Check each line of the entries. Copy the ones that contain the string "foliage".
#### Record set ####
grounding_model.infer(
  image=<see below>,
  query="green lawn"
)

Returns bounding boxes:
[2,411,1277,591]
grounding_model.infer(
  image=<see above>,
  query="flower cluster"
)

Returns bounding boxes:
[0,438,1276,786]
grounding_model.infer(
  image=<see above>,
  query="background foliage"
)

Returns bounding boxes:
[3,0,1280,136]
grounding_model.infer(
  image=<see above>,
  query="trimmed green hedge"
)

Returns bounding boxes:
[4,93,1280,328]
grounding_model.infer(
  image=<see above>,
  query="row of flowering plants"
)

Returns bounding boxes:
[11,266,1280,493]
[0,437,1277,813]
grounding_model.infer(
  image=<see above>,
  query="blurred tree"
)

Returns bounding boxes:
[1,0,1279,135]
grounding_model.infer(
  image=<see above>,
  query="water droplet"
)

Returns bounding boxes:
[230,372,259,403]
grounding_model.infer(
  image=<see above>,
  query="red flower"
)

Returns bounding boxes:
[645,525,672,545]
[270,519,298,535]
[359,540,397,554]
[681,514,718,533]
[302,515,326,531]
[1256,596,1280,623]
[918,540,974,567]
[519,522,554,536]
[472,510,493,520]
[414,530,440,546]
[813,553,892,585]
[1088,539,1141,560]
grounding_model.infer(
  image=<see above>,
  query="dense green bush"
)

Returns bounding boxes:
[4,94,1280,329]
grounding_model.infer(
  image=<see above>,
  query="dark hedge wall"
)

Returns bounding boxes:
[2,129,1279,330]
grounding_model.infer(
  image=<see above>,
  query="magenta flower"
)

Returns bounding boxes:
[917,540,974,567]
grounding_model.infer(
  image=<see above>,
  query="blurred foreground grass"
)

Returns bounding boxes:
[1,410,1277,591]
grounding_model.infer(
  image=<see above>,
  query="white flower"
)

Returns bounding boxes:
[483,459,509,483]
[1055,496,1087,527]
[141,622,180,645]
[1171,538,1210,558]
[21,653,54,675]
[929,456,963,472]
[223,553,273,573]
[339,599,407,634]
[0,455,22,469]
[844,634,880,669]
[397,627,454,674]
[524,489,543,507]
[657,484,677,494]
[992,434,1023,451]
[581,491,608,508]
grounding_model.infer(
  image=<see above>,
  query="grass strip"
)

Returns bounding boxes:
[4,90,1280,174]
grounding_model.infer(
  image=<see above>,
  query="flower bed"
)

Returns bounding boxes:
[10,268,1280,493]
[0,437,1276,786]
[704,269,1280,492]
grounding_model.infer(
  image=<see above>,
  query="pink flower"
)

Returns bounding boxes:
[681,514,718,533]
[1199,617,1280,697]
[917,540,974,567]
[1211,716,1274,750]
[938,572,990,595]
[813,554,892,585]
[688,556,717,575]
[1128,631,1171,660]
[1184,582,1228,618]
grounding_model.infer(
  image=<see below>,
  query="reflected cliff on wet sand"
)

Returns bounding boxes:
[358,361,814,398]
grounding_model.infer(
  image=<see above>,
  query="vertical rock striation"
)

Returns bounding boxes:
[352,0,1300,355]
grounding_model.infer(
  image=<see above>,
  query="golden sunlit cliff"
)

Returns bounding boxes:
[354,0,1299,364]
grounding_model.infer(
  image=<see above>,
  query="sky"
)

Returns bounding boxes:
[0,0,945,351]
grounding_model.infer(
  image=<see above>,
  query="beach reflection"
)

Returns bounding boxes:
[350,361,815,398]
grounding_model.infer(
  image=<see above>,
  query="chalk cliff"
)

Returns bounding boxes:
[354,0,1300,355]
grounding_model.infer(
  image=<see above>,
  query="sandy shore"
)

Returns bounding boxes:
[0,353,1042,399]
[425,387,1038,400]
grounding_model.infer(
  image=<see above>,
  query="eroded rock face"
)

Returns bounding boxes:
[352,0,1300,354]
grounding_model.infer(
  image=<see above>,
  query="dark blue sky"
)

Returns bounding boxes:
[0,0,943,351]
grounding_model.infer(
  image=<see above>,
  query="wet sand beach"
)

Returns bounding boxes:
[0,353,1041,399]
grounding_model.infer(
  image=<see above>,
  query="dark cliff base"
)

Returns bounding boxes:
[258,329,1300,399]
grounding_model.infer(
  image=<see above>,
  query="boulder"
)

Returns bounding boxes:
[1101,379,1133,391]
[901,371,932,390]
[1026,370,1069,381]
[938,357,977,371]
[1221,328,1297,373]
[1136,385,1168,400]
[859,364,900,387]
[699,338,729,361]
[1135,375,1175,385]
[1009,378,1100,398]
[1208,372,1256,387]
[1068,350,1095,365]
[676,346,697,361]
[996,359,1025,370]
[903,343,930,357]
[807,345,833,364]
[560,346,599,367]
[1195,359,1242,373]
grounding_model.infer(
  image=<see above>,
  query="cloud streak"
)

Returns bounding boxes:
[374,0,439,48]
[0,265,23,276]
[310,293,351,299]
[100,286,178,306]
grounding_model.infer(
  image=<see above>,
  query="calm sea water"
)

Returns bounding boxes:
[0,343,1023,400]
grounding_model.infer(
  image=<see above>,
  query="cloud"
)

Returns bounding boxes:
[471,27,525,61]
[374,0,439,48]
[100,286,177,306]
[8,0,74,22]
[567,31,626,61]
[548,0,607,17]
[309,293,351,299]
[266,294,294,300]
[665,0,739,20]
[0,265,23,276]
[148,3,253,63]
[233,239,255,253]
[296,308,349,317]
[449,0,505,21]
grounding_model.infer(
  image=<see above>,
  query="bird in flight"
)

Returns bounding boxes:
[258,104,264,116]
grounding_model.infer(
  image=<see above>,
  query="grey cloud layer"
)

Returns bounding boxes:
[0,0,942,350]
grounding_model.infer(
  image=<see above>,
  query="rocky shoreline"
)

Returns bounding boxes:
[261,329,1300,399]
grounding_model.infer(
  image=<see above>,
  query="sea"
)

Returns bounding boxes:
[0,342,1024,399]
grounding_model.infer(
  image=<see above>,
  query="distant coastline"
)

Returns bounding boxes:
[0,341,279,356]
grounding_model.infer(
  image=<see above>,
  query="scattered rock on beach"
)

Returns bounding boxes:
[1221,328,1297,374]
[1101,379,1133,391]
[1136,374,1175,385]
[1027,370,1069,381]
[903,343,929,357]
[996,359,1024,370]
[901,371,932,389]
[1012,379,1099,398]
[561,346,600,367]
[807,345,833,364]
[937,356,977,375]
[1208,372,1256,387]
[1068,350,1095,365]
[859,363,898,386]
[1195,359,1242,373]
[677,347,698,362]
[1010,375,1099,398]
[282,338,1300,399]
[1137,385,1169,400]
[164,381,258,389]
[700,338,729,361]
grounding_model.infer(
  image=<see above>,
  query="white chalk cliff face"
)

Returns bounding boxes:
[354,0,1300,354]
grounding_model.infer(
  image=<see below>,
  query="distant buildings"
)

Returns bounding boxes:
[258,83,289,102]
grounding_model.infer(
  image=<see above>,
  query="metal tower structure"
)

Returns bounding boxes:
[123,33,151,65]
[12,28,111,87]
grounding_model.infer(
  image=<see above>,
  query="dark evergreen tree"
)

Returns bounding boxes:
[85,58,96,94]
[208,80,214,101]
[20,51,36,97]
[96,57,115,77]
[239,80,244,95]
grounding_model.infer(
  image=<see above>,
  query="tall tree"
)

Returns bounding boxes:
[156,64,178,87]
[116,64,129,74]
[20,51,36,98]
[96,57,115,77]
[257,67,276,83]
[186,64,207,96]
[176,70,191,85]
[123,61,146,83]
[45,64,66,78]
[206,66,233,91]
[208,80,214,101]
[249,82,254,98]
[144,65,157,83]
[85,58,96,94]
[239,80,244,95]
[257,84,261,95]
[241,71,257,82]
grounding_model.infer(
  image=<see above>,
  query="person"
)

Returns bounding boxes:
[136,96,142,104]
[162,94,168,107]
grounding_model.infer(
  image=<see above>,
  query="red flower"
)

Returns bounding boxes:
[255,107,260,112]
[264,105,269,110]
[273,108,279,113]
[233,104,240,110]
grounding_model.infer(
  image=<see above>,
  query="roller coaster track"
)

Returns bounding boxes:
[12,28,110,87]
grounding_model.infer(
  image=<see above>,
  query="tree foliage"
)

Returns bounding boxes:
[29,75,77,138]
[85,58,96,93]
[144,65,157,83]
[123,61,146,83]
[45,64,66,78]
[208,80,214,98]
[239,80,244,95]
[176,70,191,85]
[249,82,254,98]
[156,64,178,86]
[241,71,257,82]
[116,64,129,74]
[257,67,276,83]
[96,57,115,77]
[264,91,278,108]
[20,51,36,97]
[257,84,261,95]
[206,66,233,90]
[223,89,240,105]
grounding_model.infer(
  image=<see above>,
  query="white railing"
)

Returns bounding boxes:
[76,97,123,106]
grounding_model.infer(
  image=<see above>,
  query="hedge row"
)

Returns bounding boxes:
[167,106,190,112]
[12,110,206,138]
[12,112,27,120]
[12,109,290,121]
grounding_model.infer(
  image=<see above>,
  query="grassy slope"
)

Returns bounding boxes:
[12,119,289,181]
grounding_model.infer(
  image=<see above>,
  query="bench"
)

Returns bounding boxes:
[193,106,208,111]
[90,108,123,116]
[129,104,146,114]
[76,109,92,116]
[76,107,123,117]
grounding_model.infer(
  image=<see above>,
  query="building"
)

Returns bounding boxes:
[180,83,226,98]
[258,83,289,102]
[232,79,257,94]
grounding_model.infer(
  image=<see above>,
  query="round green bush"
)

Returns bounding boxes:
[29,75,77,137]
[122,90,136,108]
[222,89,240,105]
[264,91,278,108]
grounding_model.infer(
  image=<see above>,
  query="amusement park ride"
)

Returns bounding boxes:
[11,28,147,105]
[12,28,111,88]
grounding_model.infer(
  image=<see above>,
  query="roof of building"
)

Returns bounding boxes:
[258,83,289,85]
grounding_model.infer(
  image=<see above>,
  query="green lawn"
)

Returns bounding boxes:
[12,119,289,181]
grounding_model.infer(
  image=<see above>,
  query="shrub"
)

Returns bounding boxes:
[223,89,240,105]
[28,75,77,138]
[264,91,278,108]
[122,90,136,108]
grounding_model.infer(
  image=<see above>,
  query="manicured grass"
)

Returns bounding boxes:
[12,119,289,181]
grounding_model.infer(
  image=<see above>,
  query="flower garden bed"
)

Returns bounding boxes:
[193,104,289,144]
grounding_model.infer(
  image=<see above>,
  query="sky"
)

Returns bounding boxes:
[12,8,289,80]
####
> _Output of the task_:
  query="background foliage"
  query="tree foliage"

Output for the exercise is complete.